→ **Exercise goal**:
Answer from the Feng Chia University text below:
(a) In what year was the school granted university status?
(b) In which district of Taichung is its present location?
(c) How many specialized research centers are on campus?

→ **Quoted passage**:
Feng Chia University (FCU; ) is a private research university in Taiwan, located in Taichung. It was named after Chiu Feng-Chia one of the leaders of the military resistance against the Japanese invasion of Taiwan in 1895. 

Feng Chia University has partnership with Purdue University, RMIT University, University of Zaragoza, and San Jose State University.

History
In 1961, the Feng Chia College of Engineering and Business was established on Guanyin Mountain in Beitun District of Taichung City. Two years later, it was moved to its present location in Xitun District in central Taiwan. The school was granted university status in 1980 and its name changed to Feng Chia University (FCU).

In 2008, the APEC Research Center for Advanced Biohydrogen Technology was established on the FCU campus. In 2009, the Open Geospatial Consortium (OGC) designated the Geographic Information Systems Research Center as the first Asian standards testing center, as well as one of 20 official principal members.

Present
The university has 20,000 graduate and undergraduate students yearly in its nine colleges of Engineering, Business, Sciences, Construction and Development, Information and Electrical Engineering, Finance, Humanities and Social Sciences, School of Management and Development, School of Technology and Management. There are 33 academic departments (excluding undeclared honors programs), four independent graduate institutes and three independent doctoral programs.

In total, FCU offers 57 bachelor's, 76 master's and 14 doctoral degree programs. Since 2008, surveys of executives from Taiwan's top 1,000 enterprises have consistently ranked FCU in the top 10 for the quality of its graduates.

FCU is the third university in Taiwan to complete and receive marks of excellence on five National Science Council technology transfer projects.
In March 2017, Apple recently established Taiwan's first Apple Regional Training Center at FCU, which makes FCU the only university in Taiwan authorized to conduct Apple-certified training courses. In the future, all instructors in the Apple App teacher development program will be trained at FCU.

Academics

There are 37 specialized research centers on campus, including the Green Energy Development Center, Geographic Information Systems Research Center, Construction and Disaster Prevention Research Center, Information and Communication Security Research Center, and Center for Tang Dynasty Culture.

→ **Records shown**:

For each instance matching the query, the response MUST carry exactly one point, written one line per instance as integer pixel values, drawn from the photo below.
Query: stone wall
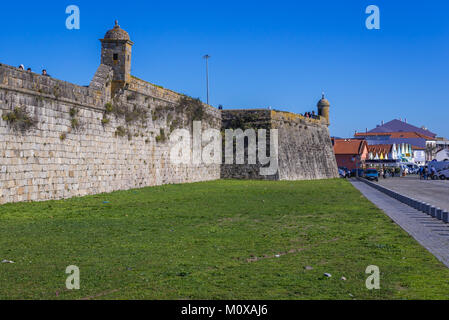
(59, 140)
(77, 146)
(304, 149)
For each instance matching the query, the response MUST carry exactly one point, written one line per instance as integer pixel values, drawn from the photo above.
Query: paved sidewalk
(431, 233)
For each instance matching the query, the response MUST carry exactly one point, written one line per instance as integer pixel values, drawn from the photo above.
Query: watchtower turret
(116, 53)
(323, 108)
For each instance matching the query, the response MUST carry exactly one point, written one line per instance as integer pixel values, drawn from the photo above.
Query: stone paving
(434, 192)
(431, 233)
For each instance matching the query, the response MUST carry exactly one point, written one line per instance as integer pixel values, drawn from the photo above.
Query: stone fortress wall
(304, 147)
(60, 140)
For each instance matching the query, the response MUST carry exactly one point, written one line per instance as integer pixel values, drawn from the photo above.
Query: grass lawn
(223, 239)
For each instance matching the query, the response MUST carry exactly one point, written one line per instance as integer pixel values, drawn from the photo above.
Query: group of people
(425, 173)
(310, 115)
(44, 72)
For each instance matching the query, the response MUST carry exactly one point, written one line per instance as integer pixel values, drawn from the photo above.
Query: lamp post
(207, 75)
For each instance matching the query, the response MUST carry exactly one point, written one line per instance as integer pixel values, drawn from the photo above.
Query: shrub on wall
(19, 120)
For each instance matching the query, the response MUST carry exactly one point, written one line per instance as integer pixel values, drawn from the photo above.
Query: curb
(416, 204)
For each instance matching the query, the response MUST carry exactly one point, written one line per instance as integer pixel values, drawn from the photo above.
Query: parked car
(443, 174)
(354, 173)
(372, 174)
(344, 172)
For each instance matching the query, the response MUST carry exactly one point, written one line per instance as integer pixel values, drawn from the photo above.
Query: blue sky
(281, 54)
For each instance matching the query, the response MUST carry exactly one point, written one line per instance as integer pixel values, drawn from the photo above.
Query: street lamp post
(207, 75)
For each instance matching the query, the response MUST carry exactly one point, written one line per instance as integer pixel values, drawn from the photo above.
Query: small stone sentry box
(116, 53)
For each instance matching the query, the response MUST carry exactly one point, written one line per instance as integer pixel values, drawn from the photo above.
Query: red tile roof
(406, 135)
(348, 146)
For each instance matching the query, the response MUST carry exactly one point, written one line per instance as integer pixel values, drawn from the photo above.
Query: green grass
(214, 240)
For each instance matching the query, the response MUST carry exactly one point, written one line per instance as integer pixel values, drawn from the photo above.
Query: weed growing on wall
(19, 120)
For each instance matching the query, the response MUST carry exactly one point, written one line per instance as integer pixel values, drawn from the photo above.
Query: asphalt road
(434, 192)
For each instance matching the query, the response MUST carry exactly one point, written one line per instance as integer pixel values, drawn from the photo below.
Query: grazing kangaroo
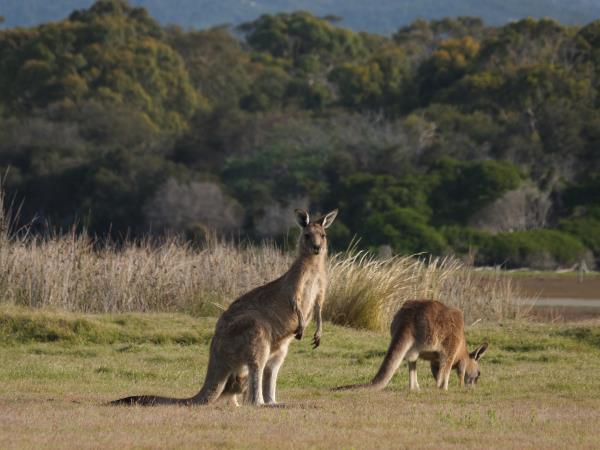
(252, 336)
(429, 330)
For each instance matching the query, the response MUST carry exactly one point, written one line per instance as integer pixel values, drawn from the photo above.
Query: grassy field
(539, 388)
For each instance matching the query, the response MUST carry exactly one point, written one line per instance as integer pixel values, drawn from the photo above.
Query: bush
(536, 249)
(405, 230)
(587, 230)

→ **Written response**:
(a) 1980
(b) Xitun District
(c) 37